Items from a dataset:
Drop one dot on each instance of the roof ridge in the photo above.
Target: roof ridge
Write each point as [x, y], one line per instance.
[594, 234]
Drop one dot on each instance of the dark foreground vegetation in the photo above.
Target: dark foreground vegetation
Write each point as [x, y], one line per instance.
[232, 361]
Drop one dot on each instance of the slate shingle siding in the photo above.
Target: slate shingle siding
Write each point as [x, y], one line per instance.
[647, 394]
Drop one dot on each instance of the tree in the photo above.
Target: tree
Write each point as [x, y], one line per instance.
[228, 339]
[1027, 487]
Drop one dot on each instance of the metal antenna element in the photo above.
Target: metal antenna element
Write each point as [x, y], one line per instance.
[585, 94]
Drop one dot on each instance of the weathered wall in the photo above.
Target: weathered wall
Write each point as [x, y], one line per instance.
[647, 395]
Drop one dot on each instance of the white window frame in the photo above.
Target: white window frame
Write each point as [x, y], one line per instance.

** PROBLEM TO WORK ON **
What you return should consist solely of the lines from the one containing "Target: white window frame" through the end of the entries above, reproduced exactly.

** EXERCISE OUTPUT **
Target: white window frame
Write each point as [x, y], one line per instance.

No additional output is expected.